* Exercise 1 *
In the rows, copy out the lines verbatim, beginning at the line that contains "Accessibility mode: return the bounding box of the foreground" and stopping after the line that contains "[0,60,453,214]".

-- START OF Article --

To run the presentation run:

In [1]:
! jupyter nbconvert slides_2019-09-20.ipynb --to slides

[NbConvertApp] Converting notebook slides_2019-09-20.ipynb to slides
[NbConvertApp] Writing 363918 bytes to slides_2019-09-20.slides.html


---

# __GeTKYP__   2019-09-20
---
<br></br>
# Software Productivity and Performance
<br></br>
## _Continuing Jels' legacy_

# Things you need to hear at least once
---

## - _Code is meant for humans, not computers_

## - _Premature optimisation is the root of all evil_

## - _Howver, never "intentionally" write bad code_

# The book
---
<br></br>
## __Python High Performance__
### Second edition
## Gabriele Lanaro
<br></br>

## _"Skip the first few chapters..."_
## _"Do something on the last chapters about concurrency"_

# Step 0
---
<br></br>
## __Get your code to work properly__


# Step 1
---
<br></br>
## __Check step 0__

# Step 1
---
<br></br>
## __Write Tests and Benchmarks__

# Step 1
---
<br></br>
## Who is using git?

-- END OF Article --
-- START OF Record set --

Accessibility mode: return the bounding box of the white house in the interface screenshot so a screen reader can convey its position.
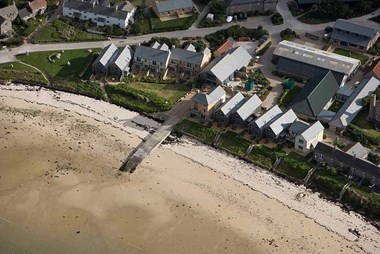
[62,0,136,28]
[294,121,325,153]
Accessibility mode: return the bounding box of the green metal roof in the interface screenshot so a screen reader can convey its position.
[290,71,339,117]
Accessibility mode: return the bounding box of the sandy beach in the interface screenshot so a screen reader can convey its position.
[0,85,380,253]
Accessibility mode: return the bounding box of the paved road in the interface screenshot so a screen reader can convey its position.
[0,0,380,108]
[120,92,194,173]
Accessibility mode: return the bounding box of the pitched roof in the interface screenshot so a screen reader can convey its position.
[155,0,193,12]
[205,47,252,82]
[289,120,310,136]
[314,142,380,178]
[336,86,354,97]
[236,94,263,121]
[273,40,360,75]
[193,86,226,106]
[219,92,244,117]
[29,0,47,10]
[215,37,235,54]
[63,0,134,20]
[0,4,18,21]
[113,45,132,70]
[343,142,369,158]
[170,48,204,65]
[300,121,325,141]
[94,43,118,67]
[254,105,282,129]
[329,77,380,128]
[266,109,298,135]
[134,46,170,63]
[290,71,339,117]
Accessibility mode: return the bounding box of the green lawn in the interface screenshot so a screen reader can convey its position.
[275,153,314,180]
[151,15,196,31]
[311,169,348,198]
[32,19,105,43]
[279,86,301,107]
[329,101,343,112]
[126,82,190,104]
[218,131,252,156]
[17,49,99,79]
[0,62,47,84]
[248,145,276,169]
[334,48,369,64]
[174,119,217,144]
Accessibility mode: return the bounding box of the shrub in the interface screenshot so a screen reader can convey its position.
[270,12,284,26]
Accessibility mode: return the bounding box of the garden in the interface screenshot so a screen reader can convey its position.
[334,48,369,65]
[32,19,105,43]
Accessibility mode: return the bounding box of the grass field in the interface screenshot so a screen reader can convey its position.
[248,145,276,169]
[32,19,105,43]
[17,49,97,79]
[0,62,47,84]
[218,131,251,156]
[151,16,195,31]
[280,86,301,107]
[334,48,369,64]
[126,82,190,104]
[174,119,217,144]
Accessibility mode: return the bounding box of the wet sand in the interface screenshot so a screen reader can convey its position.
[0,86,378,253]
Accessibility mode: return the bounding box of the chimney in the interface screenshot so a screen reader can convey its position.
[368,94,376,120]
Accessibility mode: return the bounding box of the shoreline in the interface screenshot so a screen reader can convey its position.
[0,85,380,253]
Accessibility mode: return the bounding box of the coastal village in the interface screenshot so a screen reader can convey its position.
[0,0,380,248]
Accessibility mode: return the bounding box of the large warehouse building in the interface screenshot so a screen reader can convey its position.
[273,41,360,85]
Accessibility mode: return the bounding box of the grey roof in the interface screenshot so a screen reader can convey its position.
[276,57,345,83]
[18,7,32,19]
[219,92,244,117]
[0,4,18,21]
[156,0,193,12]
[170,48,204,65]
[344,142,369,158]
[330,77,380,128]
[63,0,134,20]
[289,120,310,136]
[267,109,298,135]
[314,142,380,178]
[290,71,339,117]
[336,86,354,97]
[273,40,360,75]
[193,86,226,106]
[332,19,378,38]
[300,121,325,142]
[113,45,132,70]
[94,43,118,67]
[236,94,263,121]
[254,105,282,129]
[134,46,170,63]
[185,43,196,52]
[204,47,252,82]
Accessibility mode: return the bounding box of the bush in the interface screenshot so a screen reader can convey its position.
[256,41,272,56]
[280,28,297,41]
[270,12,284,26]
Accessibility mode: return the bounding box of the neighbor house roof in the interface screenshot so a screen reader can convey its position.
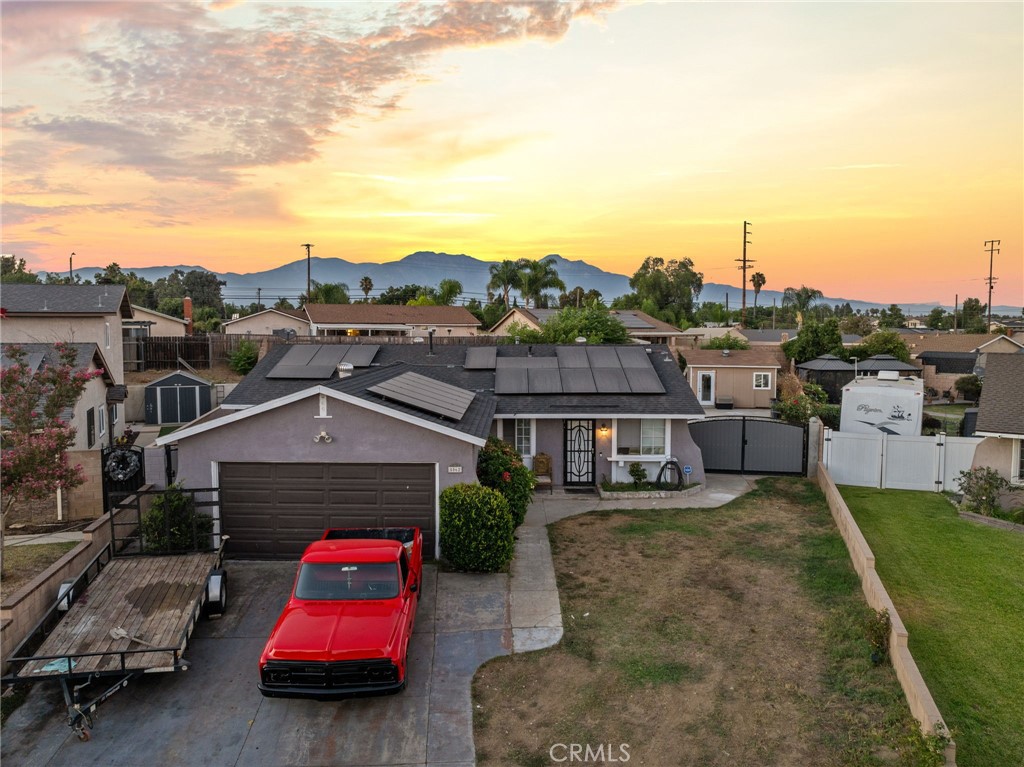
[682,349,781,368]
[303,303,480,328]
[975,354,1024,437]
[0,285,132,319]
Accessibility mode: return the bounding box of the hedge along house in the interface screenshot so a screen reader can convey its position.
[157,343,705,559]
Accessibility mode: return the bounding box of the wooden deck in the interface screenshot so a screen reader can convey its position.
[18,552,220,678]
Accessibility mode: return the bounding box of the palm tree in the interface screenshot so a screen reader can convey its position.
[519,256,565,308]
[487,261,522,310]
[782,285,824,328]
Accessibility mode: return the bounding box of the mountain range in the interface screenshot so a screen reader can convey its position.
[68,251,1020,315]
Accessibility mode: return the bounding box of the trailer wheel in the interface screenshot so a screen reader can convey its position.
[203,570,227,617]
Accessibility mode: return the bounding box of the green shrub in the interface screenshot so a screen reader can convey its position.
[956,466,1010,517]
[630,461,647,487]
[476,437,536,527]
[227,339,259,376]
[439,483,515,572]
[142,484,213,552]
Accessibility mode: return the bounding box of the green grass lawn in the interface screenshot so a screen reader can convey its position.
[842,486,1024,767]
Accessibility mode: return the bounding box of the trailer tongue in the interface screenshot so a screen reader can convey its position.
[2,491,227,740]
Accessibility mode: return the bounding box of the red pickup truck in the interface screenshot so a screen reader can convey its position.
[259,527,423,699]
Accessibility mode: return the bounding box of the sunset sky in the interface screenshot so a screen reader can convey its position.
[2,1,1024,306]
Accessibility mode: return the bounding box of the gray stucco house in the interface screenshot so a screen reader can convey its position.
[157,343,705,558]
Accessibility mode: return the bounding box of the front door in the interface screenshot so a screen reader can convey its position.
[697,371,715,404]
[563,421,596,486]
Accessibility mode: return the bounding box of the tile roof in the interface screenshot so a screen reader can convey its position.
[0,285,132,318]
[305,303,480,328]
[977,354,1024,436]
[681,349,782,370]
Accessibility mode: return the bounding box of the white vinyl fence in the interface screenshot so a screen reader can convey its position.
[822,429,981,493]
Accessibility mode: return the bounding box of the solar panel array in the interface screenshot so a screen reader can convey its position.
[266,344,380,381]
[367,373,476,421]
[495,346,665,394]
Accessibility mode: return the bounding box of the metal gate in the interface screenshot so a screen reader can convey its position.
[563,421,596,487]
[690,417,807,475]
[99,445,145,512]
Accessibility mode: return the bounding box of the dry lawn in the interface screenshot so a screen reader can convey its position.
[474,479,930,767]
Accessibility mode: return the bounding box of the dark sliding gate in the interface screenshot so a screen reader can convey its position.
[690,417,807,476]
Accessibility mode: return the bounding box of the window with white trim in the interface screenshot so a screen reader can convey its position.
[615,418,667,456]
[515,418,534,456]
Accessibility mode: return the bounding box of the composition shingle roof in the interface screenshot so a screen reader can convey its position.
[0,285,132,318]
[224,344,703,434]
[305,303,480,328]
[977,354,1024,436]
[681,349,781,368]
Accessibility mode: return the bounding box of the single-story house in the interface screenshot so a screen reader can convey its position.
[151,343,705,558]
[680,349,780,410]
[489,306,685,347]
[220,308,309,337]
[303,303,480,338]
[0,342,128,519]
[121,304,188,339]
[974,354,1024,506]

-- END OF Record set --
-- START OF Record set --

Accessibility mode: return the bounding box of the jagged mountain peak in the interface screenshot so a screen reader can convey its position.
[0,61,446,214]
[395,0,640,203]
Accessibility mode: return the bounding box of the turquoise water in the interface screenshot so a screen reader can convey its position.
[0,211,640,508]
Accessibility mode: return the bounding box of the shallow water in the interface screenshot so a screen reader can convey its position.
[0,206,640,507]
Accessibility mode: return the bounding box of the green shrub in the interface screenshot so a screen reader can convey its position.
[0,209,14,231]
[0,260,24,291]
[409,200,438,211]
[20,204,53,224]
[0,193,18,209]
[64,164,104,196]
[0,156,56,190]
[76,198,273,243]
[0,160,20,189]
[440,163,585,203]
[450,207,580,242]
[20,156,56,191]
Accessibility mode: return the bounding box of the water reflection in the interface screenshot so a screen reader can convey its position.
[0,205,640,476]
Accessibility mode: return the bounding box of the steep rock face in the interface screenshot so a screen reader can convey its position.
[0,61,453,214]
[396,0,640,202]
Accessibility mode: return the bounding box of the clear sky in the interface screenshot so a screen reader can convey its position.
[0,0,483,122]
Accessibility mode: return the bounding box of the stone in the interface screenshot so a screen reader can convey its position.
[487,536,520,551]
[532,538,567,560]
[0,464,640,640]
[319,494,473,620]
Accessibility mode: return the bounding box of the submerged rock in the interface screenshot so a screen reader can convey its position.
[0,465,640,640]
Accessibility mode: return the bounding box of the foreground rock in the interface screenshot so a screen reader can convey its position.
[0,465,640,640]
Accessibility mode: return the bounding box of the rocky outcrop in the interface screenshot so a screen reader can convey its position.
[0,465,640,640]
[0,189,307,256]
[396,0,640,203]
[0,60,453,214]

-- END OF Record set --

* Exercise 2 *
According to the slides, who is the author of the book "Python High Performance"?

* Response 1 *
Accessibility mode: return the bounding box of the foreground rock in the interface screenshot so a screen reader can convey its position.
[0,465,640,640]
Accessibility mode: return the bounding box of the rocky outcrop in the interface screenshot so a screen reader can convey its position.
[0,465,640,640]
[0,189,307,256]
[396,0,640,203]
[0,60,453,214]

* Response 2 *
Gabriele Lanaro